[Dataset excerpt]
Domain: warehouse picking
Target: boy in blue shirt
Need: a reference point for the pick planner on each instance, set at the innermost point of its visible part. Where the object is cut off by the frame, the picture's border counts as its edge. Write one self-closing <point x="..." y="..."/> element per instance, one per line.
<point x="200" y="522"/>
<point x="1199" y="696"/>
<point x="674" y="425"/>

**Written task:**
Rewrite the lines above as a JSON list of strings, one string per line, leaving out any blank lines.

**Written solution:**
[
  "Domain: warehouse picking",
  "Target: boy in blue shirt",
  "Need: a reference point for the pick planner on each instance, set at the innermost point of its visible part. Where the object is cut off by the frame, the picture's border counts as its edge. Write one self-closing <point x=\"...\" y=\"...\"/> element per instance, one per line.",
  "<point x=\"200\" y=\"522\"/>",
  "<point x=\"1199\" y=\"696\"/>",
  "<point x=\"674\" y=\"425\"/>"
]